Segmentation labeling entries
────────

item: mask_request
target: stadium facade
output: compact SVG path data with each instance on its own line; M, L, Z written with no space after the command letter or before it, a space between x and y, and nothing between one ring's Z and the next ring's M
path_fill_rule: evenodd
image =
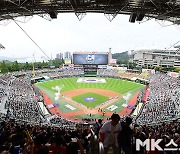
M180 67L180 53L176 50L136 50L131 61L138 66Z

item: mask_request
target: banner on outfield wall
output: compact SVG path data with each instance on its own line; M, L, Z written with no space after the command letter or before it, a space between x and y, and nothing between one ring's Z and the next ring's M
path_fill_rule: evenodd
M179 73L176 73L176 72L168 72L168 75L172 76L172 77L175 77L175 78L179 77Z

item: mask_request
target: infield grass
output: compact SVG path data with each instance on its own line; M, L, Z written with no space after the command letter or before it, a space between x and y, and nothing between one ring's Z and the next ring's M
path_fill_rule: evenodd
M86 98L91 97L94 99L94 101L86 101ZM82 95L77 95L72 97L72 100L83 104L84 106L88 107L88 108L94 108L97 105L107 101L109 98L106 96L102 96L96 93L92 93L92 92L88 92Z

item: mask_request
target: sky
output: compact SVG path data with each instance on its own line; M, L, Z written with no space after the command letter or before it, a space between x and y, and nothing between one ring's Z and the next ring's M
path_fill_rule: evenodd
M27 22L20 22L24 19ZM107 52L111 48L112 53L120 53L165 49L180 41L180 26L154 19L130 23L128 15L117 15L110 22L100 13L87 13L81 21L74 13L61 13L52 21L33 16L18 18L17 23L52 58L66 51ZM0 22L0 43L5 46L0 56L31 60L34 54L36 59L46 59L22 29L14 21Z

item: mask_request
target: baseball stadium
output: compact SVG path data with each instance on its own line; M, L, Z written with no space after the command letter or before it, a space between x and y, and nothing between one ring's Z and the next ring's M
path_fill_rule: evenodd
M178 32L169 29L180 25L179 10L180 0L0 1L0 23L7 26L13 21L47 60L36 62L33 53L32 63L6 57L0 62L0 154L180 154L180 41L171 42L178 39ZM19 24L35 15L51 21L62 13L74 13L79 21L86 13L101 13L110 22L120 14L129 16L130 23L155 19L169 33L162 35L160 29L157 33L155 25L146 31L137 24L126 27L120 18L108 28L100 20L82 23L87 28L73 19L63 25L62 16L61 23L52 22L54 27L39 18L36 27L33 22L29 27ZM8 50L13 56L36 52L14 27L4 33L8 28L1 29L1 38L9 47L12 43ZM141 50L136 50L141 41ZM21 47L16 49L17 42ZM163 42L163 49L142 49L145 42L151 46ZM50 58L39 44L49 51L73 49L64 57L58 53L53 63L52 53ZM119 52L125 44L123 53L105 50L118 46ZM84 46L90 51L79 51Z
M61 68L3 74L0 77L1 151L5 149L12 154L20 154L21 150L30 154L126 151L126 145L122 149L106 149L103 134L109 133L104 128L108 123L120 135L130 131L118 141L122 146L127 136L139 134L148 139L145 133L156 128L163 131L164 126L173 131L162 134L174 134L174 145L178 145L177 74L113 67L110 59L110 52L75 52L72 63ZM8 139L5 128L13 130ZM15 145L10 146L7 140ZM27 148L20 142L26 143ZM131 139L129 143L138 144L131 143ZM128 150L128 154L138 151L130 147Z
M84 77L73 77L72 73L35 84L51 113L81 121L107 119L114 112L123 116L132 111L138 94L144 89L143 84L114 78L113 71L109 72L109 77L103 77L98 65L108 64L107 54L76 53L73 57L75 65L83 65Z

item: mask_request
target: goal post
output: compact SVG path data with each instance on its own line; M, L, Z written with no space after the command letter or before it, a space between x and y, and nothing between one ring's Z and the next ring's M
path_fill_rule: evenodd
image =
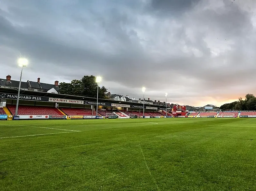
M235 117L235 114L234 113L222 113L221 116L222 117Z

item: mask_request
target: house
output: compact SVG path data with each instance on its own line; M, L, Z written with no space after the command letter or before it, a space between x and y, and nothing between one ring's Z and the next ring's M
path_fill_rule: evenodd
M126 102L126 99L123 96L121 96L119 94L112 94L110 96L109 98L112 100L115 101L120 101L122 102Z
M12 80L11 78L12 77L9 75L6 76L6 79L0 78L0 87L18 88L19 81ZM52 84L42 83L40 82L40 78L38 78L36 82L29 80L26 82L22 81L21 89L58 94L59 90L59 81L55 81Z

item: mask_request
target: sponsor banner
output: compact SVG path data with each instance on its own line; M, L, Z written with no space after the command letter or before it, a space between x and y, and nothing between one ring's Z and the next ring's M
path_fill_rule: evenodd
M66 115L49 115L49 119L66 119Z
M7 115L0 115L0 119L7 119Z
M20 116L13 116L13 120L18 120L20 119Z
M204 109L213 109L212 106L205 106L204 107Z
M130 107L130 105L126 104L111 104L111 106L113 107Z
M91 101L84 101L84 104L85 105L97 105L97 102L92 102ZM103 105L106 106L111 106L111 104L106 103L105 102L98 102L98 105Z
M157 110L157 107L146 107L146 109L155 109Z
M81 100L74 100L62 99L59 98L49 98L49 101L52 102L58 102L59 103L66 103L67 104L83 104L83 101Z
M99 118L99 116L98 116L98 117L97 118ZM83 116L84 119L95 119L96 118L96 116L91 116L91 115L84 115Z
M49 115L20 115L20 119L48 119L49 118Z
M143 101L138 101L138 103L139 104L143 104ZM152 102L147 102L147 101L145 100L144 102L144 104L148 104L148 105L153 105L153 103Z
M143 109L143 106L141 106L140 105L133 105L131 106L132 108L139 108L140 109Z
M17 99L18 95L12 94L5 94L0 93L0 99ZM20 99L22 100L28 100L36 101L44 101L48 102L48 98L46 97L40 97L39 96L25 96L20 95Z
M70 119L83 119L83 115L71 115L68 117Z
M116 115L114 116L109 116L109 119L117 119L117 116Z

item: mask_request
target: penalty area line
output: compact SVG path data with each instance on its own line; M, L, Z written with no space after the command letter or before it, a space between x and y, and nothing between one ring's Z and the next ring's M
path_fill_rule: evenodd
M55 128L50 128L50 127L38 127L37 126L29 126L29 125L9 125L6 124L5 125L9 125L10 126L21 126L22 127L38 127L38 128L43 128L43 129L56 129L57 130L61 130L62 131L74 131L75 132L79 132L81 131L77 130L71 130L70 129L56 129Z
M71 131L70 132L60 132L60 133L45 133L44 134L38 134L37 135L23 135L22 136L15 136L14 137L0 137L0 139L4 139L7 138L16 138L17 137L32 137L33 136L39 136L39 135L53 135L53 134L60 134L60 133L74 133L75 132L80 132L80 131Z
M158 123L153 123L153 122L148 122L148 123L153 123L154 124L158 124Z

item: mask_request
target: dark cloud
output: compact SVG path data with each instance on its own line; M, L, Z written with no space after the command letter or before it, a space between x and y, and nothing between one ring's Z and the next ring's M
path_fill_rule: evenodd
M172 103L219 105L254 90L248 2L25 1L0 3L2 77L18 79L21 54L24 80L99 75L112 93L136 98L144 86L153 100L167 92Z

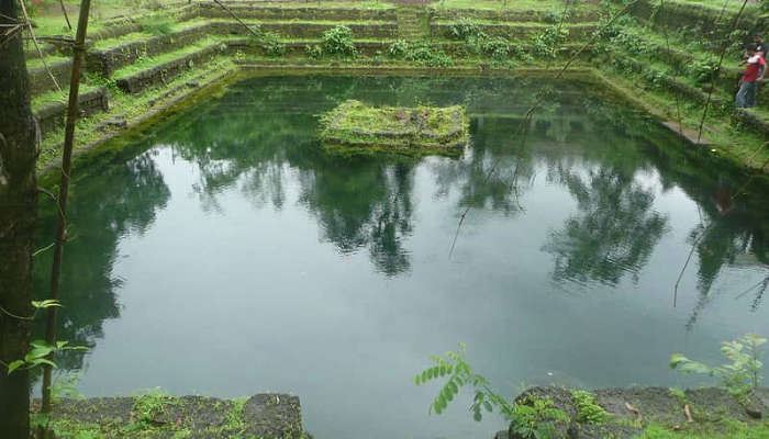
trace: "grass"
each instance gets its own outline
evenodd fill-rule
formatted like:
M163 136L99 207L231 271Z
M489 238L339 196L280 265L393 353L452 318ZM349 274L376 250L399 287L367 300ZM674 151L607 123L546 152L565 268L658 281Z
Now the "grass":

────────

Reproduce the whole listing above verbatim, leaving out the pictures.

*Expected answer*
item: mask_request
target: stadium facade
output: compact SVG path data with each instance on its own line; M, L, Z written with no space after the command letter or before it, a space between x and y, and nothing between one ring's Z and the next ring's M
path_fill_rule: evenodd
image =
M180 67L180 53L176 50L136 50L131 61L138 66Z

item: mask_request
target: banner on outfield wall
output: compact SVG path data with each instance on its own line; M, L, Z written with no space after the command letter or before it, a space between x and y, and nothing between one ring's Z and the next ring's M
path_fill_rule: evenodd
M179 73L176 73L176 72L168 72L168 75L172 76L172 77L175 77L175 78L179 77Z

item: mask_request
target: infield grass
output: compact SVG path data with each instance on its own line; M, L, Z written with no space after the command letter or before it, a space between x and y, and nothing between one ring's Z and the next ring's M
path_fill_rule: evenodd
M86 98L91 97L94 99L94 101L86 101ZM82 95L77 95L72 97L72 100L83 104L84 106L88 107L88 108L94 108L97 105L107 101L109 98L106 96L102 96L96 93L92 93L92 92L88 92Z

item: mask_request
target: sky
output: compact SVG path data with each instance on its own line; M, L, Z written with no space after the command letter or before it, a space between x and y, and nothing between one ring's Z and the next ring's M
path_fill_rule: evenodd
M27 22L20 22L24 19ZM107 52L111 48L112 53L120 53L165 49L180 41L180 26L154 19L130 23L128 15L117 15L110 22L100 13L87 13L81 21L74 13L61 13L52 21L33 16L18 18L17 23L52 58L66 51ZM0 22L0 43L5 46L0 56L31 60L34 54L36 59L46 59L22 29L14 21Z

item: mask_request
target: baseball stadium
output: compact SVG path data with each instance on its own line; M, L, Z written with no space after the command letter or before it, a space between x and y, and nothing between one ring's Z and the next ring's M
path_fill_rule: evenodd
M178 32L169 29L180 25L179 10L180 0L0 1L0 23L7 26L13 21L47 60L36 62L33 53L32 63L6 57L0 62L0 154L180 154L180 41L171 42L178 39ZM19 24L35 15L51 21L62 13L74 13L79 21L86 13L101 13L110 22L120 14L129 16L130 23L155 19L169 33L162 35L160 29L157 33L155 25L146 31L137 24L126 27L120 18L108 28L100 20L82 23L87 28L73 19L63 25L62 16L61 23L52 22L54 27L39 18L36 27L33 22L29 27ZM8 50L13 56L36 52L14 27L4 33L8 28L1 29L1 38L9 47L12 43ZM141 50L136 50L141 41ZM21 47L16 49L17 42ZM163 42L163 49L142 49L145 42L151 46ZM50 58L39 44L49 51L73 49L64 57L58 53L53 63L52 53ZM119 52L125 44L123 53L105 50L118 46ZM84 46L90 51L79 51Z
M61 68L3 74L0 77L1 151L5 149L12 154L20 154L21 150L30 154L126 151L126 145L122 149L106 149L103 134L109 133L104 128L108 123L120 135L130 131L118 141L122 146L127 136L139 134L148 139L145 133L156 128L163 131L164 126L173 131L162 134L174 134L174 145L178 145L177 74L113 67L110 59L110 52L75 52L72 63ZM8 139L5 128L13 130ZM15 145L10 146L7 140ZM27 148L20 142L26 143ZM131 139L129 143L138 144L131 143ZM128 150L128 154L138 151L130 147Z
M84 77L73 77L72 73L35 84L51 113L81 121L107 119L114 112L123 116L132 111L138 94L144 89L143 84L114 78L113 71L109 72L109 77L103 77L98 65L108 64L107 54L76 53L73 57L75 65L83 65Z

item: mask_request
target: goal post
output: compact SVG path data with each instance on its own line; M, L, Z written with no space after the command letter or before it, a space between x and y, and nothing between one ring's Z and the next ring's M
path_fill_rule: evenodd
image =
M235 117L235 114L234 113L222 113L221 116L222 117Z

item: mask_request
target: house
output: compact SVG path data with each instance on its own line; M, L, Z written with no space after the command letter or before it, a space between x and y, and nothing between one ring's Z and the next ring's M
path_fill_rule: evenodd
M126 102L126 99L123 96L121 96L119 94L112 94L110 96L109 98L112 100L115 101L120 101L122 102Z
M12 80L11 78L12 77L9 75L6 76L6 79L0 78L0 87L18 88L19 81ZM52 84L42 83L40 82L40 78L38 78L36 82L29 80L26 82L22 81L21 89L58 94L59 90L59 81L55 81Z

item: mask_request
target: sponsor banner
output: compact SVG path data with each instance on its own line; M, L, Z written with no space after the command letter or before it, a space between x and y, and nothing between one ring's Z and the next ring's M
path_fill_rule: evenodd
M66 115L49 115L49 119L66 119Z
M7 115L0 115L0 119L7 119Z
M20 116L13 116L13 120L18 120L20 119Z
M204 109L213 109L212 106L205 106L204 107Z
M130 107L130 105L126 104L111 104L111 106L113 107Z
M91 101L84 101L84 104L85 105L97 105L97 102L92 102ZM103 105L106 106L111 106L111 104L106 103L105 102L98 102L98 105Z
M157 110L157 107L146 107L146 109L155 109Z
M81 100L74 100L62 99L59 98L49 98L49 101L52 102L58 102L59 103L66 103L67 104L83 104L83 101Z
M99 118L99 116L98 116L98 117L97 118ZM83 116L84 119L95 119L96 118L96 116L91 116L91 115L84 115Z
M49 115L20 115L20 119L48 119L49 118Z
M143 101L138 101L138 103L139 104L143 104ZM152 102L147 102L147 101L145 100L144 102L144 104L148 104L148 105L153 105L153 103Z
M143 109L143 106L141 106L140 105L133 105L131 106L132 108L139 108L140 109Z
M17 99L18 95L12 94L5 94L0 93L0 99ZM20 99L22 100L28 100L36 101L44 101L48 102L48 98L46 97L40 97L39 96L25 96L20 95Z
M70 119L83 119L83 115L71 115L68 117Z
M116 115L114 116L109 116L109 119L117 119L117 116Z

item: mask_request
target: penalty area line
output: compact SVG path data with each instance on its own line; M, L, Z written with no space after the command letter or before it, a space between x and y, and nothing between one ring's Z and the next ring's M
path_fill_rule: evenodd
M55 128L50 128L50 127L38 127L37 126L29 126L29 125L9 125L6 124L5 125L9 125L10 126L21 126L22 127L38 127L38 128L43 128L43 129L56 129L57 130L61 130L62 131L74 131L75 132L79 132L81 131L77 130L71 130L70 129L56 129Z
M71 131L70 132L60 132L60 133L45 133L44 134L38 134L37 135L23 135L22 136L15 136L14 137L0 137L0 139L4 139L7 138L16 138L17 137L32 137L33 136L39 136L39 135L53 135L53 134L60 134L60 133L74 133L75 132L80 132L80 131Z
M158 123L153 123L153 122L148 122L148 123L153 123L154 124L158 124Z

item: mask_request
target: dark cloud
output: compact SVG path data with each instance on its own line; M, L, Z written with no space after the command letter or before it, a space between x and y, and nothing between one ring's Z and the next ring's M
path_fill_rule: evenodd
M172 103L219 105L254 90L248 2L25 1L0 3L2 77L18 79L21 54L24 80L99 75L112 93L136 98L144 86L153 100L167 92Z

trace: "grass"
each instance gets its own outline
evenodd fill-rule
formatted like:
M163 136L99 207L231 271Z
M489 238L339 196L280 265L393 353L452 318ZM349 274L376 250L399 287L367 300ZM674 151L607 123L546 152L565 268L658 281Z
Now the "grass":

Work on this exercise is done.